DOCUMENT SECTION:
I have noticed that TR6 trannys have studs on the sides that hold the shifter ball in place and don't go all the way through the ball. Wonder if that is the fix so they still rock side to side and can't lift? The slot for the TR3 shifter handle where the bolt goes through is elongated so it can go up over the hump in the linkage for reverse. So if I close up that gap it could eliminated this problem?
Has any one had this problem after converting and how did you fix it.
 
I've not had the problem (my TR6 gearbox has a TR3 top cover installed), but I don't think the pegs would help your situation. The Stag uses the same pegs, but IIRC they don't stop the ball from moving up.

Instead, I'd be putting a spacer between the top of the ball and the curved piece on top of the big spring, to limit how far the ball can come up. I think it still has to come up some, but not as far as the slot allows. There's a service note about putting a length of heater hose in that location, which likely would solve your problem.

Or, I see TRF has the early reverse shift cup for $20, which might be another solution. Early TR6 did require the lever to be lifted, I believe.

Or, the route I took was to install the TR6 shift rails & forks into a TR3 top cover. My desire was to retain the dipstick, but it also side-stepped your problem. Ask around locally, someone probably has a spare cover they'd sell cheap. I gave away an entire TR3 box to a friend last year, who told me he usually pays $30 for rebuildable cores!

PS, here's an illustration from the TR6 ROM. As you can maybe see, the slots for the pegs are open at the bottom, but the ball extends up through the spring to limit how far the ball can come up.
k4DdHLu.jpg
 
Is the TR6 Over drive transmission a good candidate to replace a TR3 transmission? Maybe easier to locate.

David
 
I’ve never had an issue with mine...it has a TR6 trans in it with the A type that came originally in the car...it also has the TR3 shift lever installed. It is a pleasure to drive with this combination.

Cheers,
Tush
 
Hello Tush

My short driving experience with my TR3A has shown that an overdrive would be a great benefit. Will have to start looking out for a TR6 OD transmission. Failing that find Toyota one for the 5 speed conversion.

David
 
Is the TR6 Over drive transmission a good candidate to replace a TR3 transmission? Maybe easier to locate.

David
There are a few minor changes to be made, but nothing major, as long as you get one of the earlier A-type overdrives.

The later J-type sits farther back, which means fabricating a new cross member and maybe trimming the frame just a bit; but can be done. Oh yeah, it also screws up the speedometer calibration, unless you change the gears inside the OD or get a ratio converter.

STORED ROWS:
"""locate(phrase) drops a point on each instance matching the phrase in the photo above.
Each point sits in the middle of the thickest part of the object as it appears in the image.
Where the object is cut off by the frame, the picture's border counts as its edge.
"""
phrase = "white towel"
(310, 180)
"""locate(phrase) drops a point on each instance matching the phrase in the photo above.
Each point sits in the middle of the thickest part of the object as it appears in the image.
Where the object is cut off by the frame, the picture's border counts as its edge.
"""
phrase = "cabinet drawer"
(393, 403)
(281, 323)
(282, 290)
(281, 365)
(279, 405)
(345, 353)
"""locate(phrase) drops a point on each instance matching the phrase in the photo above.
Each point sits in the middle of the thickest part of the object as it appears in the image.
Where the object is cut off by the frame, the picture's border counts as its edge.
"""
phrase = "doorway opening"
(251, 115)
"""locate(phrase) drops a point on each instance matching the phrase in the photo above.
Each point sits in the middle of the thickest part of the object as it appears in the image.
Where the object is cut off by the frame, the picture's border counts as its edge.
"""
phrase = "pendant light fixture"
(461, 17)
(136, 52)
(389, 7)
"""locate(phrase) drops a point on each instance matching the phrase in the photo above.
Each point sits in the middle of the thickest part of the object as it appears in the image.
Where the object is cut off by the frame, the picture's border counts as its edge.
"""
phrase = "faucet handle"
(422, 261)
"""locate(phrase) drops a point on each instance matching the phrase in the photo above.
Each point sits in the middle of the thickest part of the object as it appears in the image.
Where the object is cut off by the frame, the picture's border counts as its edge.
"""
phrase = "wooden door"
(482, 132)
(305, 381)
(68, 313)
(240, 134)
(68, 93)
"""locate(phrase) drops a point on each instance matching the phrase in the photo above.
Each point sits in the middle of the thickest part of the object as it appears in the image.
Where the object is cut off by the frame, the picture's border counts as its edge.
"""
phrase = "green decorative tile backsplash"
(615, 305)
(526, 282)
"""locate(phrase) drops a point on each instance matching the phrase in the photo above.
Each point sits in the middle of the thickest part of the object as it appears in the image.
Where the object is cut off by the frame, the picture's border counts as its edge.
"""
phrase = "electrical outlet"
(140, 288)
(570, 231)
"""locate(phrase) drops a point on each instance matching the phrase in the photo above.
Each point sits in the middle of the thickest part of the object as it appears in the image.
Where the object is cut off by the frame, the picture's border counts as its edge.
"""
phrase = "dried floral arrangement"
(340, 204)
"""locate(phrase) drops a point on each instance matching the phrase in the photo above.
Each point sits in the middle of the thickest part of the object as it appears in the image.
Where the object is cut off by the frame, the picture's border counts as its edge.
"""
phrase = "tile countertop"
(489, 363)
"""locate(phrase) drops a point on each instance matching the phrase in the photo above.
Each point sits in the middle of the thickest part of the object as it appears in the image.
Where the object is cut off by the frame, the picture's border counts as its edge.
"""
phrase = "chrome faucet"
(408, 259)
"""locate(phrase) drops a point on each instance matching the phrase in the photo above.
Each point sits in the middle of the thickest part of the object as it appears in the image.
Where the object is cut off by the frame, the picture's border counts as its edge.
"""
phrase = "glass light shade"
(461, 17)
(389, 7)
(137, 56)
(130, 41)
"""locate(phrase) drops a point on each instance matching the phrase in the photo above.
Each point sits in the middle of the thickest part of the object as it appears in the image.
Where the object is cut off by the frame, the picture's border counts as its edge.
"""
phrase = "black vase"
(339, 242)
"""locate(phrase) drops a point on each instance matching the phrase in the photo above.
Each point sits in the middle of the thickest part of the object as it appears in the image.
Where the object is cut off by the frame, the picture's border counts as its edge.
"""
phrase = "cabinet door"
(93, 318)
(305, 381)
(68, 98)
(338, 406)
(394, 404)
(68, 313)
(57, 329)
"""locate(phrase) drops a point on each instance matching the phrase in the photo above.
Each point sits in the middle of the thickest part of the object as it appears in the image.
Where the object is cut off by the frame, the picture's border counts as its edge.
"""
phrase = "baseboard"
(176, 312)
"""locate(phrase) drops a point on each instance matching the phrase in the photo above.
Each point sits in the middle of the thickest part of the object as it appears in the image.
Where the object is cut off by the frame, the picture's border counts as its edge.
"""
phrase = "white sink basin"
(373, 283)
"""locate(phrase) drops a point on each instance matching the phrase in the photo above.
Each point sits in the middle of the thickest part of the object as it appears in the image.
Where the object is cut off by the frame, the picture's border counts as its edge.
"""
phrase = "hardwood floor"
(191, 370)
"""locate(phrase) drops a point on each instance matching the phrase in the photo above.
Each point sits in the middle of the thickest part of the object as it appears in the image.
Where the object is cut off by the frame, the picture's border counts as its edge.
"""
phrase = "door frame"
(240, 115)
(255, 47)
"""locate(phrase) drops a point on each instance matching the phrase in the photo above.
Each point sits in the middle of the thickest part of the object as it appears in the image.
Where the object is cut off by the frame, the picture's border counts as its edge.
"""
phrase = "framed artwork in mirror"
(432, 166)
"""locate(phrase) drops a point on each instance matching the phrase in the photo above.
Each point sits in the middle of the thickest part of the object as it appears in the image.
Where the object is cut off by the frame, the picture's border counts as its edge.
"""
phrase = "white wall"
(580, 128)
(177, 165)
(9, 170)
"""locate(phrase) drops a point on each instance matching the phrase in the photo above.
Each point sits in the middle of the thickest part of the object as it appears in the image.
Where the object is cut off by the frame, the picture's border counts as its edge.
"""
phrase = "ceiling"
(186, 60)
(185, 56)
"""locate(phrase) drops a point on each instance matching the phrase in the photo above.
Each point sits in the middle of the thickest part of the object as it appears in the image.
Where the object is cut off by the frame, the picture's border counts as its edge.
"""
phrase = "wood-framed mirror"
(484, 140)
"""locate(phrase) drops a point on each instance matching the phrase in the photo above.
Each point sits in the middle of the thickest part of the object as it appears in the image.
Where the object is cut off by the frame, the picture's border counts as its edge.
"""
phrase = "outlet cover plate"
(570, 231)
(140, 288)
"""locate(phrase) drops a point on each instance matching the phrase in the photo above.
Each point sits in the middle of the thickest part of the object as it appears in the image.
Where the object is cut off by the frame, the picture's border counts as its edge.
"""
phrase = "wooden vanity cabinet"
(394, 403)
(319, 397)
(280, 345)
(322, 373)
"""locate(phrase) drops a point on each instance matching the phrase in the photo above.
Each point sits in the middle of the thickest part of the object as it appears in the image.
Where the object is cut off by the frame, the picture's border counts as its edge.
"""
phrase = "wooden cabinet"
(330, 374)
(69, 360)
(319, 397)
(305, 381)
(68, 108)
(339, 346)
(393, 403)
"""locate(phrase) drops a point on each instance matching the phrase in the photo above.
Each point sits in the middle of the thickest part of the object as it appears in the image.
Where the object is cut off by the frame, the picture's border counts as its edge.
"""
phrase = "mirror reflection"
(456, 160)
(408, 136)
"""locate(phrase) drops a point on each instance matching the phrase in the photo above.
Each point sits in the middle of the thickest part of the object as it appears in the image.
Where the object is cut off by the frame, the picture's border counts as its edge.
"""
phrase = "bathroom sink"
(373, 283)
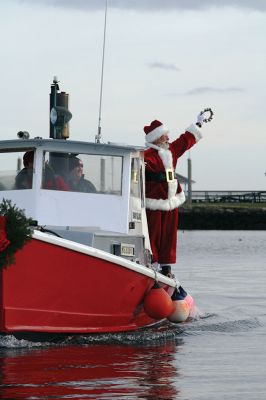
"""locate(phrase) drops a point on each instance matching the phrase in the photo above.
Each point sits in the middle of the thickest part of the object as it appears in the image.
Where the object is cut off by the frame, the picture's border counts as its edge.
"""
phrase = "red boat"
(87, 267)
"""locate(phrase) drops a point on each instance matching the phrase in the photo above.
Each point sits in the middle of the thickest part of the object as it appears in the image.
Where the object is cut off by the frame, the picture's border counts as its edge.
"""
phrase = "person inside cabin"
(76, 180)
(24, 177)
(53, 181)
(164, 193)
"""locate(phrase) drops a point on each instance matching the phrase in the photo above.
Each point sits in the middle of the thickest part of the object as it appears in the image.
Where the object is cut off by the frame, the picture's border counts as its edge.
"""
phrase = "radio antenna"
(98, 136)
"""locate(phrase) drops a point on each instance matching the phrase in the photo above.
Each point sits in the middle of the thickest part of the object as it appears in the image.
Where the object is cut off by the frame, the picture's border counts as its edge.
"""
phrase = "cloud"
(152, 5)
(208, 89)
(164, 66)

SHORT PROBLEM 1:
In the TR6 gearbox thread, what does the service note say to put between the top of the shifter ball and the curved piece on the big spring?
SHORT PROBLEM 2:
Translate this sentence from the TR6 gearbox thread into Spanish: "There are a few minor changes to be made, but nothing major, as long as you get one of the earlier A-type overdrives."

COMPLETE ANSWER 1:
A length of heater hose.

COMPLETE ANSWER 2:
Hay que hacer algunos cambios menores, pero nada importante, siempre que consigas uno de los overdrives anteriores de tipo A.